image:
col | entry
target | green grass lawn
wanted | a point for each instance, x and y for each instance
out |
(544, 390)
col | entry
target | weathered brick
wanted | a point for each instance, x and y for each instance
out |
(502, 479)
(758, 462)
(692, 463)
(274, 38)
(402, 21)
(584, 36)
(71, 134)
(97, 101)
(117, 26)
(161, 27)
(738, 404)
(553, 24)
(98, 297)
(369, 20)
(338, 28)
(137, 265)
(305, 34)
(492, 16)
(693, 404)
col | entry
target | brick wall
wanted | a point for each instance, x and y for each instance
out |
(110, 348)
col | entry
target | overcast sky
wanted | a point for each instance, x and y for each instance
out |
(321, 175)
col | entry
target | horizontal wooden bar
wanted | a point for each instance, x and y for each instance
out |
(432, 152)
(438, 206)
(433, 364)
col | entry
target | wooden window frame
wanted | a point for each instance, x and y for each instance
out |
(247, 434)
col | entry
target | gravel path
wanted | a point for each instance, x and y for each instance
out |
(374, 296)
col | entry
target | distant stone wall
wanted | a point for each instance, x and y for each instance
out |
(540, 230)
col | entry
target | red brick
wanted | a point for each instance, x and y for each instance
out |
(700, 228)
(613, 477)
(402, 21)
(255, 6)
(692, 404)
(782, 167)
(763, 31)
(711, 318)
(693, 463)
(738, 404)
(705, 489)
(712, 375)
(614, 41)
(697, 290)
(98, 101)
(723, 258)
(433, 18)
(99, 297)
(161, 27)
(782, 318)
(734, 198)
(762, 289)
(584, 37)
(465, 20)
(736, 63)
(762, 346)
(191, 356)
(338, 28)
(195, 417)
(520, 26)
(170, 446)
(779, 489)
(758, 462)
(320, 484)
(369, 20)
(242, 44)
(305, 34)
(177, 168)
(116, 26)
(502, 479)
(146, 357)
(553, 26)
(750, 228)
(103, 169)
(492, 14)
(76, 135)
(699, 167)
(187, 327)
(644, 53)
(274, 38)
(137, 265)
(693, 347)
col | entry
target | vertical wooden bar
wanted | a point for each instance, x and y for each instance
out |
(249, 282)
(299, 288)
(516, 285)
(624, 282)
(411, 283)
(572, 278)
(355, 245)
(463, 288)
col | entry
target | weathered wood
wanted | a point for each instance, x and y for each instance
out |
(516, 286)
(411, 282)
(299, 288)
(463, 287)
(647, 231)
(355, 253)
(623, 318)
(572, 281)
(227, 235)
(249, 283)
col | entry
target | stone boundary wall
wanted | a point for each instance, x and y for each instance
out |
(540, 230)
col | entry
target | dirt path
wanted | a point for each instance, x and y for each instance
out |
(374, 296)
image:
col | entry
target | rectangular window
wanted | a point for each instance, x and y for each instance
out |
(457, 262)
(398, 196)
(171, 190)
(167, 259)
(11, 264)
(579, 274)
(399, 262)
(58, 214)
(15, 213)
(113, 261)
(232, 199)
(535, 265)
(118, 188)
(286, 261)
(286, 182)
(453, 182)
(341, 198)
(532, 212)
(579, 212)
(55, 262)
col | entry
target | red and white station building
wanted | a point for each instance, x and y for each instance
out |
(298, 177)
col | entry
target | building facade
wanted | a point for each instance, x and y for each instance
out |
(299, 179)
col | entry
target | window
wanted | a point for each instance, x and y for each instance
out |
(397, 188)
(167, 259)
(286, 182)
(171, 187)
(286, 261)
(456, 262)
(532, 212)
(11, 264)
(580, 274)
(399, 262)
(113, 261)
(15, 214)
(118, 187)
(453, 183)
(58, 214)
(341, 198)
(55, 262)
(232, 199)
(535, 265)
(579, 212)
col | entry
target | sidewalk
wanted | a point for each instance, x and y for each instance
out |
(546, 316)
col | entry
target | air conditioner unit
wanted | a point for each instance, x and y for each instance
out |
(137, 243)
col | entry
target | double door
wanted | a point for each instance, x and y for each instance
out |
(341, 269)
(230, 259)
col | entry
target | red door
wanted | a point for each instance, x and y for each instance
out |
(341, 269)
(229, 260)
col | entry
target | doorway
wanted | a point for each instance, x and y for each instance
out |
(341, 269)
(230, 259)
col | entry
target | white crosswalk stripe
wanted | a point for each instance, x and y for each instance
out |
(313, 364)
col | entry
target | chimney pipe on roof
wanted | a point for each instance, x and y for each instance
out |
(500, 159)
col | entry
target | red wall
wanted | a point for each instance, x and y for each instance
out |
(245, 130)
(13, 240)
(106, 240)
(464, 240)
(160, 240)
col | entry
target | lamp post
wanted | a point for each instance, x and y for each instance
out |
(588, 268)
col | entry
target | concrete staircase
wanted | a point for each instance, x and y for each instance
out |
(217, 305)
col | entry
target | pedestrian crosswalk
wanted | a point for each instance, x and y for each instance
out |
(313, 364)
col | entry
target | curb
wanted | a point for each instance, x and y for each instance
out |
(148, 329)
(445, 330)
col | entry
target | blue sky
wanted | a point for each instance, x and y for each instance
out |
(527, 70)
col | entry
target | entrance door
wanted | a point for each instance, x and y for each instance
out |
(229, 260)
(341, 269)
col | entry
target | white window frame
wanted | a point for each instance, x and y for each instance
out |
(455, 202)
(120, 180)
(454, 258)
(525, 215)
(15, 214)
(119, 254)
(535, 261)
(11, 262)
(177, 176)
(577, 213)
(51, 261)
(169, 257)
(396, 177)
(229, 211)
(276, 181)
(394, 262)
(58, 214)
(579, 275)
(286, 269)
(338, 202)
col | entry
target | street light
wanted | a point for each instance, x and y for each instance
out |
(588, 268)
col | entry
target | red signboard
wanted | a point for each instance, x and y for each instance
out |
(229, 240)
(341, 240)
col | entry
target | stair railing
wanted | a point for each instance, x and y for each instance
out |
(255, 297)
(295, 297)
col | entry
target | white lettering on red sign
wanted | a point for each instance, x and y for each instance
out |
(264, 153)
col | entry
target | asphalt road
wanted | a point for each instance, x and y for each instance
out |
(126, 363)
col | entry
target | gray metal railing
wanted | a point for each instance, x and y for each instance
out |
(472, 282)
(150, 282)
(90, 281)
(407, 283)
━━━━━━
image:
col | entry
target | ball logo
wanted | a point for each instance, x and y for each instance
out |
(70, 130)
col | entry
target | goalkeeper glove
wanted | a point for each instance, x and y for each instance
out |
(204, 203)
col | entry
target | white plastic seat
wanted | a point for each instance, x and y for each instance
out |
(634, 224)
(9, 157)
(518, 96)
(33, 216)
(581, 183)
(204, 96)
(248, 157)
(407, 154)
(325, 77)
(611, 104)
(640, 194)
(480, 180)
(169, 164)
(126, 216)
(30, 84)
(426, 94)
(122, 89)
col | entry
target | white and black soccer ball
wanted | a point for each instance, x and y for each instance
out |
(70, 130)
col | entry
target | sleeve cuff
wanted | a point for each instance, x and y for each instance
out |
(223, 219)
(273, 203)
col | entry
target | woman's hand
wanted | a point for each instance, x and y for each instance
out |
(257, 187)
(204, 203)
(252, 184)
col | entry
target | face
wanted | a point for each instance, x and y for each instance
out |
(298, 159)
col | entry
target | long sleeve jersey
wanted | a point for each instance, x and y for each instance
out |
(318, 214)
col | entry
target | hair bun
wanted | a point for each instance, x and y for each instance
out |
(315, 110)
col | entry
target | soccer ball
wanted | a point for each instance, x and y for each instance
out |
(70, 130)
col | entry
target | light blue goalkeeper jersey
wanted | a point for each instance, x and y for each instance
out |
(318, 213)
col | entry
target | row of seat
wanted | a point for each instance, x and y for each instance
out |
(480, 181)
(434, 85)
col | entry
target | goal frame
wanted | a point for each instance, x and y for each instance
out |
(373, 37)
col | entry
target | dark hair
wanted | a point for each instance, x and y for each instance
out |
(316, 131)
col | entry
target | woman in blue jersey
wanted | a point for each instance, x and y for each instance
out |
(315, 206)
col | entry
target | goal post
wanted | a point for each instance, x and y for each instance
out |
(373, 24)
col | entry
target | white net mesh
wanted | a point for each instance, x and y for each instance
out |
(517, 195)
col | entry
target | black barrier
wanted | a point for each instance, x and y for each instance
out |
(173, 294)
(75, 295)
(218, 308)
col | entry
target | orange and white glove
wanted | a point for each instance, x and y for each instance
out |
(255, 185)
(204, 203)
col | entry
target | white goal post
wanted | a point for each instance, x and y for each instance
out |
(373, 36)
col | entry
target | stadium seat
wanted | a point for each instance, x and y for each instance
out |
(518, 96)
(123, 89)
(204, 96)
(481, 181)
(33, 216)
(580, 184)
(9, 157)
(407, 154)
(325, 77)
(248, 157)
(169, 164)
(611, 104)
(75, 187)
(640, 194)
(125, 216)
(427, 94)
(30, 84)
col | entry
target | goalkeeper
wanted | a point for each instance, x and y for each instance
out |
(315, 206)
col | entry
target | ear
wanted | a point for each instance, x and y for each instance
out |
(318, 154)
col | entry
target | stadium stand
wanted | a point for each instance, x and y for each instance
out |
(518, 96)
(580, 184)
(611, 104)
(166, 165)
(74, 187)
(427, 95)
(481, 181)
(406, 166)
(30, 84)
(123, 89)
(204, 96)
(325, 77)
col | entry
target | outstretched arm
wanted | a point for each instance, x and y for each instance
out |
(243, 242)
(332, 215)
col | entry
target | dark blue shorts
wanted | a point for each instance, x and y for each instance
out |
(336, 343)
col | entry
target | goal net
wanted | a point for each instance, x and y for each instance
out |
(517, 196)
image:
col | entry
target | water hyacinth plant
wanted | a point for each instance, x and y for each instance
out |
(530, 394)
━━━━━━
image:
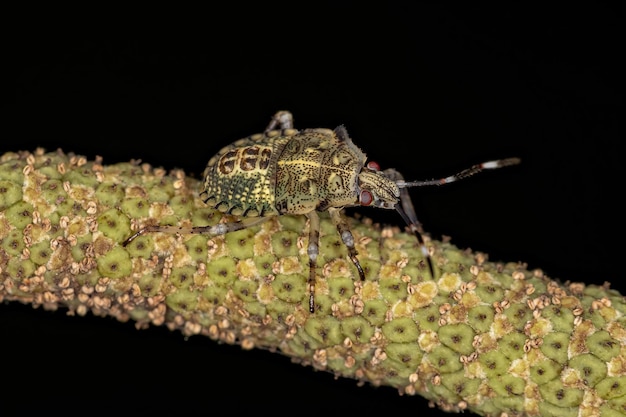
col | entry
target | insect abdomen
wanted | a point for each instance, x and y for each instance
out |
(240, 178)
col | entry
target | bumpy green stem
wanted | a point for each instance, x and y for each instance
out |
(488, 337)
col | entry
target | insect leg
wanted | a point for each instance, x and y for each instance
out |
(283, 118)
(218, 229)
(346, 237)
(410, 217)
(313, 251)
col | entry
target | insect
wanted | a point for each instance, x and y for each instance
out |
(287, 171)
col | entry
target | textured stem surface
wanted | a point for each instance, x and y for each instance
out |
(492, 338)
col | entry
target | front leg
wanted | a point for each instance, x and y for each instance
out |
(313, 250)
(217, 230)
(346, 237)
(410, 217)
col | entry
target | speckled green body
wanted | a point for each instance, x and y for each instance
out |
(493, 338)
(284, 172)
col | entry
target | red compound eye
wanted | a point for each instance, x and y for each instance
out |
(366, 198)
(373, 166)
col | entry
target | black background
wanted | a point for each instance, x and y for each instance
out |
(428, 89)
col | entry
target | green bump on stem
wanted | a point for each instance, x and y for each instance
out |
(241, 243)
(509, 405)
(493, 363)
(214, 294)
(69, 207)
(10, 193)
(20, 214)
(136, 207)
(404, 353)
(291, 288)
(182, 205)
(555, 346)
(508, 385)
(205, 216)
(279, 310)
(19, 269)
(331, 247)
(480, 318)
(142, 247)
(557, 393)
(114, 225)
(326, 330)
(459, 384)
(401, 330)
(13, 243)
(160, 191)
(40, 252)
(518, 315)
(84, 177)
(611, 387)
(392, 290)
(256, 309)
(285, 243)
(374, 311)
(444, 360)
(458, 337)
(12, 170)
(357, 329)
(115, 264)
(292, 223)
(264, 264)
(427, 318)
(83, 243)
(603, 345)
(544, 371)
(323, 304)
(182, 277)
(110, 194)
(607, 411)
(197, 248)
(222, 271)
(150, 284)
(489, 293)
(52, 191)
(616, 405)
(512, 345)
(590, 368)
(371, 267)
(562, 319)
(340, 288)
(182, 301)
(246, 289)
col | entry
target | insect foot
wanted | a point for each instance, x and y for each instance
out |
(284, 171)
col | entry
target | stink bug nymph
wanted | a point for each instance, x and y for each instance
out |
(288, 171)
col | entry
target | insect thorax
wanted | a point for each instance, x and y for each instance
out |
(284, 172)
━━━━━━
_Polecenie_:
Wyodrębnij z powyższych rekordów każdy wiersz, w którym występuje ciąg "brick", i przepisz te wiersze bez zmian.

_Rozwiązanie_:
target | weathered brick
target | brick wall
target | red brick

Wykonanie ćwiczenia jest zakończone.